_AUFGABE:_
Kopieren Sie aus dem Text über Ai Weiwei wortgetreu die Stelle zwischen „Kunst als Protest“ und „Werk, das provoziert.“, beide Stellen eingeschlossen.

Ai Weiwei: Hier spricht die Kunst
Die frühen Jahre
Provokante Aktionen – so begann Ai Weiweis künstlerische Karriere. 1979 gründet er mit anderen Künstlern die „Stars“-Gruppe in Peking. Eine kurze Episode chinesischer Avantgarde – mit Protesten, öffentlichen Lesungen und Performances. Wegen des wachsenden politischen Drucks löst sich die Gruppe 1983 auf. Da lebt Ai Weiwei bereits seit zwei Jahren im New Yorker Exil und studiert Film und Kunst.
Kunst als Protest
"Dropping a Han Dynasty Urn" eine Urne aus der Han Dynastie fallen lassen. Ein Akt der Zerstörung: Ai Weiwei stellte sich hin und ließ die wertvolle 2000 Jahre alte Vase fallen – so protestiert er 1995 gegen die Vernichtung kulturellen Erbes in China. Die Aktion ist in einem schwarz weiß Tryptichon festgehalten. Ein ikonisches Werk, das provoziert.
Der internationale Durchbruch
Die Documenta 12 macht Ai Weiwei 2007 schlagartig international berühmt. Für sein Happening „Fairytale“ schickt er 1001 Chinesen nach Kassel. 3,1 Millionen Dollar kostete das Projekt. Noch bekannter allerdings seine Arbeit „Template“. Ein Sturm zerstört die Installation aus Türen und Fenstern alter Häuser, die dem Bauboom in China zum Opfer gefallen sind. Ai Weiwei gefällt das kollabierte Werk.
Späte Reue
Mit den Architekten Herzog & de Meuron entwirft Ai Weiwei das „Bird’s Nest“, das neue Olympiastadion in Peking für die Olympischen Spiele 2008. Eine Arbeit, die der Künstler und Architekt später bereut. Er gibt zu, sich für die Propaganda der chinesischen Regierung habe einspannen lassen. Während offiziell die Weltoffenheit Chinas zelebriert worden sei, sei die Bevölkerung unterdrückt worden.

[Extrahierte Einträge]
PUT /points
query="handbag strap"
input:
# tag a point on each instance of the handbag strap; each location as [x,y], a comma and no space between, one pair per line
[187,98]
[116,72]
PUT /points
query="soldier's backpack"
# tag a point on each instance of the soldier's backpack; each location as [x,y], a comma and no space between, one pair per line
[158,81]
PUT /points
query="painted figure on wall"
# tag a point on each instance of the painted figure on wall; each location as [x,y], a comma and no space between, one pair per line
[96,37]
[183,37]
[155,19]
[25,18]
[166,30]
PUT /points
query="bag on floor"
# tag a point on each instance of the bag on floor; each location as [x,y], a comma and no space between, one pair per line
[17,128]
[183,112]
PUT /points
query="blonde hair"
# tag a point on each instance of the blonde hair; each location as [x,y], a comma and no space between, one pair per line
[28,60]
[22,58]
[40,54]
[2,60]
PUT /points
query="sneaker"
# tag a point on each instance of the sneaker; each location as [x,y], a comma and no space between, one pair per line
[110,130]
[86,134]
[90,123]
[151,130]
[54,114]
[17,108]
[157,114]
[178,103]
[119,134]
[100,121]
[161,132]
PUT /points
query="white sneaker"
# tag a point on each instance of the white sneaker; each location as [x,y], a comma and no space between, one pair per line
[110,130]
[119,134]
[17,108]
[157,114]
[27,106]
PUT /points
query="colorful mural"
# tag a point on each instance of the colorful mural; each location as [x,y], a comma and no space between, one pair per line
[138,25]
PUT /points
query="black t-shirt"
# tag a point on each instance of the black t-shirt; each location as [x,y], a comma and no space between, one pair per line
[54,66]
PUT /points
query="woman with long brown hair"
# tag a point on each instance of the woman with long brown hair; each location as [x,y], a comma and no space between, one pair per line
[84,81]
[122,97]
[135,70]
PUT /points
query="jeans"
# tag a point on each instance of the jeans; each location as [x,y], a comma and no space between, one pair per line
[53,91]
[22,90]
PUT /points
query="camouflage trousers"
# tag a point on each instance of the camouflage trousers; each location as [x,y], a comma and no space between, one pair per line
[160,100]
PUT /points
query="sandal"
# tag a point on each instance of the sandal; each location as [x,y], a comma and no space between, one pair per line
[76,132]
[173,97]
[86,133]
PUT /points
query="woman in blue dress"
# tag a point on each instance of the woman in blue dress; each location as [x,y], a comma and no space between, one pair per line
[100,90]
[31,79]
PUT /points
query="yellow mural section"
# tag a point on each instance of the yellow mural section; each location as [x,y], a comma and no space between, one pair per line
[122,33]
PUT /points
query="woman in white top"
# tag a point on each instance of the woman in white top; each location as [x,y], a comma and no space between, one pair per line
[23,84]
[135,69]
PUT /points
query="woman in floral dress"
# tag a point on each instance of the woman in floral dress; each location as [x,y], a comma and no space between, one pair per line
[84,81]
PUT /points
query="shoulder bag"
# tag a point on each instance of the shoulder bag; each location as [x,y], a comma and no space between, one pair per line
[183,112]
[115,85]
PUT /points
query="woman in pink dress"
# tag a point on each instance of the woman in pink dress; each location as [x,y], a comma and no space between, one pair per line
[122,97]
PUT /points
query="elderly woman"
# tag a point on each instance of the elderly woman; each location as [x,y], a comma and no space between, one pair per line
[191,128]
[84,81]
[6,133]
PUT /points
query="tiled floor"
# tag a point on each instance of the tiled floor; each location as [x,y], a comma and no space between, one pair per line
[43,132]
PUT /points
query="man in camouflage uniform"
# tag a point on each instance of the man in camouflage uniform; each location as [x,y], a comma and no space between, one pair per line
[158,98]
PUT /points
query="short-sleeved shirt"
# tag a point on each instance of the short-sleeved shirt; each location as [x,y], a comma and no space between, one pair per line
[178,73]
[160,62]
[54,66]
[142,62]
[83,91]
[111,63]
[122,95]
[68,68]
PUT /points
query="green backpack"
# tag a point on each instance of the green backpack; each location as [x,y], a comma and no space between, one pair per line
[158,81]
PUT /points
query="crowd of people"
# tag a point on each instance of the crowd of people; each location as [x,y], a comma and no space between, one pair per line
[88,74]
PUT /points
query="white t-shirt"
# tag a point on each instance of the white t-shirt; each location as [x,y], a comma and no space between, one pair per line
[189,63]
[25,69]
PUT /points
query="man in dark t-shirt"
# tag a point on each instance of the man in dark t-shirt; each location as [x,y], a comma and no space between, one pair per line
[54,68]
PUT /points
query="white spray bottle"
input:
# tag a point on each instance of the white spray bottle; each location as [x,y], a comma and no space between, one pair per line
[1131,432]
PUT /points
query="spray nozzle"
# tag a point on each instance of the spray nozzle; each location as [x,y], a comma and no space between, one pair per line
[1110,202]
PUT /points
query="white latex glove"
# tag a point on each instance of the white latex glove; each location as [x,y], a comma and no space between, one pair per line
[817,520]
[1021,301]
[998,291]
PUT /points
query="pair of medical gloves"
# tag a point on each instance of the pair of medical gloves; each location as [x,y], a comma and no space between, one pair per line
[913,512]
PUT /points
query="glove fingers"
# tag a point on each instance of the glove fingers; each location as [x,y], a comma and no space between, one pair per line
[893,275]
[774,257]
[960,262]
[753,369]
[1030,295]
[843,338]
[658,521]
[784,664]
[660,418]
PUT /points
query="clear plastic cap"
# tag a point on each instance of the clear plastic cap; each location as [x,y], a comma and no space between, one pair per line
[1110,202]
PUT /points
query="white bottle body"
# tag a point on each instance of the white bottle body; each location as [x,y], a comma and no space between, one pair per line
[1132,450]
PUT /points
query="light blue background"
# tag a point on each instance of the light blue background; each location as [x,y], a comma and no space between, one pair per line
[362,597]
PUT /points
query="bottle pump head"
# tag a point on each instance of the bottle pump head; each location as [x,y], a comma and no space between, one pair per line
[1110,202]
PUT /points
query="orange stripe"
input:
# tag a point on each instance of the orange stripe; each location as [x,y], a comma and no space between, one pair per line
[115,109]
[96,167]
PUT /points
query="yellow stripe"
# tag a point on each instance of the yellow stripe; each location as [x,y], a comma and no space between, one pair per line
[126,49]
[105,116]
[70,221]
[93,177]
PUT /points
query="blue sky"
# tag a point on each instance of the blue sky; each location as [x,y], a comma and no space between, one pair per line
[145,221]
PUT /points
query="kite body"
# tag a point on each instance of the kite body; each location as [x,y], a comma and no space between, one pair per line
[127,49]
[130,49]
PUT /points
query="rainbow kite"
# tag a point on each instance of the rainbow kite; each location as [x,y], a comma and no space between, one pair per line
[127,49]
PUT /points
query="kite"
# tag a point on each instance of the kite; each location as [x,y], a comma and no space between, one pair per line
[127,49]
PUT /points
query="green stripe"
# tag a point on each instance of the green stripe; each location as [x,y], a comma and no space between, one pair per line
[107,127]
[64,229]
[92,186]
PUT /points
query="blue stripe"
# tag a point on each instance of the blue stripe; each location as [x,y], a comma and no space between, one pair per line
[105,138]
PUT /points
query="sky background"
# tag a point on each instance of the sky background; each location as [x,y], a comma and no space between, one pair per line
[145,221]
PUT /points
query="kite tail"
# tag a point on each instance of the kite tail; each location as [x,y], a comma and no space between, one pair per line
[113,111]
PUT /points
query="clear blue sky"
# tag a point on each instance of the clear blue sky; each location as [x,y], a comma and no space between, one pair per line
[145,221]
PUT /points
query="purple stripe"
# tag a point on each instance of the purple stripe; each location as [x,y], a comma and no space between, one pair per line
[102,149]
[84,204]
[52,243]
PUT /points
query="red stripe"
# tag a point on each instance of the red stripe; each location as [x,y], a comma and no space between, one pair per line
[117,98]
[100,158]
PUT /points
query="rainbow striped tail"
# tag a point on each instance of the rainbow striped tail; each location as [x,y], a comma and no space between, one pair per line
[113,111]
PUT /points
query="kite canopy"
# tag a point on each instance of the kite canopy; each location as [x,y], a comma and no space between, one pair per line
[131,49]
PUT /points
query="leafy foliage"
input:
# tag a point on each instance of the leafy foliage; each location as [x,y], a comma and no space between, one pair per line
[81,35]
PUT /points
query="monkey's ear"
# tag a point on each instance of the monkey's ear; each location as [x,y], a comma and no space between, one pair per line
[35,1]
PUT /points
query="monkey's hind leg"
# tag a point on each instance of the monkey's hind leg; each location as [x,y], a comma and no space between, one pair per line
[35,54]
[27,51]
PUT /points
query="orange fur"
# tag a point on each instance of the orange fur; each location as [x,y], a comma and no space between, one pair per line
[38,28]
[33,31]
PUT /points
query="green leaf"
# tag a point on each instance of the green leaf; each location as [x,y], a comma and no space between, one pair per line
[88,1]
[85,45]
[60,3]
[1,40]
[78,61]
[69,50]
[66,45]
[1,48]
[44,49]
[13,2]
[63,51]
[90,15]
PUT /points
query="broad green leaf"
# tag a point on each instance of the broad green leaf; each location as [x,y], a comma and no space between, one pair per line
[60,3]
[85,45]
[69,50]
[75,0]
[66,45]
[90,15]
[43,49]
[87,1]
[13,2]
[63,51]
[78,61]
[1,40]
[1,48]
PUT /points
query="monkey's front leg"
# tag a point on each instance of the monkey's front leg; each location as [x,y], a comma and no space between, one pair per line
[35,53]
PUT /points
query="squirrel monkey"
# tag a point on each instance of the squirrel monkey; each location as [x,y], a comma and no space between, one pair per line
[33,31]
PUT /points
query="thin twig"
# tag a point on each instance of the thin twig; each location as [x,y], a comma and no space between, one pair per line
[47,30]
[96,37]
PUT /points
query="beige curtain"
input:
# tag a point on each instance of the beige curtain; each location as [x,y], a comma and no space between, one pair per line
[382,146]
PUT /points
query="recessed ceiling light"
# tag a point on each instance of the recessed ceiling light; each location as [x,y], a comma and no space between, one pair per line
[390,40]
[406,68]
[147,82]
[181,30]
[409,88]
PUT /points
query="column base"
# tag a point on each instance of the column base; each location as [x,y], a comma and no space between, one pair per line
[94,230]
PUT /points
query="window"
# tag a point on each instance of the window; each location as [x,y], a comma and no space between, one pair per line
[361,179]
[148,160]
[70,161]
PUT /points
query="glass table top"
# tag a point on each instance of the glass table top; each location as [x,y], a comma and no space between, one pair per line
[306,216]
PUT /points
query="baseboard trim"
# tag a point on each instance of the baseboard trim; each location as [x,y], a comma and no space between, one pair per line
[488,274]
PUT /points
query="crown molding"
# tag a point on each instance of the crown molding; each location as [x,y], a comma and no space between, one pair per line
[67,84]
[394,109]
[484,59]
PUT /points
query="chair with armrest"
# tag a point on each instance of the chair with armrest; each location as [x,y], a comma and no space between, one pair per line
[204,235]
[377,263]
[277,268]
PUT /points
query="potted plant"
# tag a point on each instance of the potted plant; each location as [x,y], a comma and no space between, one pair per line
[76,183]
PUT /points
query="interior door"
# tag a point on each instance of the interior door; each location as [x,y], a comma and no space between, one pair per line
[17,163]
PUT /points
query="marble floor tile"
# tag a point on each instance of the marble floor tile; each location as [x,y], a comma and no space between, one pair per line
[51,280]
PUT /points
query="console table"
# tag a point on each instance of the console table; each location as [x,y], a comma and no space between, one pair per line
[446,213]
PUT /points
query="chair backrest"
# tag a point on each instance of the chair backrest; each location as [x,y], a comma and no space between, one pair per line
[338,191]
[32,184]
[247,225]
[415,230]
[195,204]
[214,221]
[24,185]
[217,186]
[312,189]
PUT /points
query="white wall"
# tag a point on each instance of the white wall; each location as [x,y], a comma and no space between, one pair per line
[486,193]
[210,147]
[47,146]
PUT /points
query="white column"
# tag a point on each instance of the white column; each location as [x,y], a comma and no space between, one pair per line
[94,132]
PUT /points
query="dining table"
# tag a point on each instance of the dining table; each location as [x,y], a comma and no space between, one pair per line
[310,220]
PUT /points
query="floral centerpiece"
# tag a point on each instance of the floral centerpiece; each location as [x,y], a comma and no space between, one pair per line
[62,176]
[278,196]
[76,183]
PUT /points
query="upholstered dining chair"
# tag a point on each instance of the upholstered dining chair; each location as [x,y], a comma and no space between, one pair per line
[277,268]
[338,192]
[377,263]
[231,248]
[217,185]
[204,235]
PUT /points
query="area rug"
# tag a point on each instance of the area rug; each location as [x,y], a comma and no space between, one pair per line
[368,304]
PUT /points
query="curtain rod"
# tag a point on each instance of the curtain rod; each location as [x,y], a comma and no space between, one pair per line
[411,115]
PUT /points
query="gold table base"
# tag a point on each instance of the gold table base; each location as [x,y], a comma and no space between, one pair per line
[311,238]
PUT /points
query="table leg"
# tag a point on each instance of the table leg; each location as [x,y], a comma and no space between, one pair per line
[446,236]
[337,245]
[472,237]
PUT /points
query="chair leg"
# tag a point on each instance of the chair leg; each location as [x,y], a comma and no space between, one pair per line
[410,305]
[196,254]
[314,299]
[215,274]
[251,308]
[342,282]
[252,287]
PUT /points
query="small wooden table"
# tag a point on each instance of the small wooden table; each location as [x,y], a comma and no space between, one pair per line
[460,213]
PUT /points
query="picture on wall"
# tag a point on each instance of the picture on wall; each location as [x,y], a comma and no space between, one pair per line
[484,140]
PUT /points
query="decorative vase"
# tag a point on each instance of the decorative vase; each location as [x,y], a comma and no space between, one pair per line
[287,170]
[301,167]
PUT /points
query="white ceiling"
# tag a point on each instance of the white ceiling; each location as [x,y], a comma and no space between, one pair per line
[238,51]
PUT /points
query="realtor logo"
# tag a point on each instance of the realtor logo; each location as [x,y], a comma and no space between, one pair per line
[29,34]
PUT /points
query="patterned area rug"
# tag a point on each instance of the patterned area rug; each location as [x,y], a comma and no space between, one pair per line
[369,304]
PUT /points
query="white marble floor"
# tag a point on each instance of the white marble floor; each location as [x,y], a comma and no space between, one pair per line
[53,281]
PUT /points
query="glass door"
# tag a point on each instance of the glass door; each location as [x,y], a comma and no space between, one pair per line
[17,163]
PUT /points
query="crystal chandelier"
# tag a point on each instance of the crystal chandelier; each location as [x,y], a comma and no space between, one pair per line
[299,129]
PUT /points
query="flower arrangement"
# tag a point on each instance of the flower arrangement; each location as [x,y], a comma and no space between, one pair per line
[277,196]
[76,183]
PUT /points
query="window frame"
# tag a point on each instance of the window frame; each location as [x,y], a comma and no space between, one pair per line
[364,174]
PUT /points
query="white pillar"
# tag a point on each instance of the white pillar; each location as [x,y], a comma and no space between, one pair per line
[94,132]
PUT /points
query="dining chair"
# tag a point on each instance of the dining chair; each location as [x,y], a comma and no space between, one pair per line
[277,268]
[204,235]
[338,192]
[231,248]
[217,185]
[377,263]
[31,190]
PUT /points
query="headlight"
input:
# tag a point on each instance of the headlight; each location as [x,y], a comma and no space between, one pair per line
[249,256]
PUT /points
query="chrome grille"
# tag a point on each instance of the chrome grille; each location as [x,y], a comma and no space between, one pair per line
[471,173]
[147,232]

_LÖSUNG:_
Kunst als Protest
"Dropping a Han Dynasty Urn" eine Urne aus der Han Dynastie fallen lassen. Ein Akt der Zerstörung: Ai Weiwei stellte sich hin und ließ die wertvolle 2000 Jahre alte Vase fallen – so protestiert er 1995 gegen die Vernichtung kulturellen Erbes in China. Die Aktion ist in einem schwarz weiß Tryptichon festgehalten. Ein ikonisches Werk, das provoziert.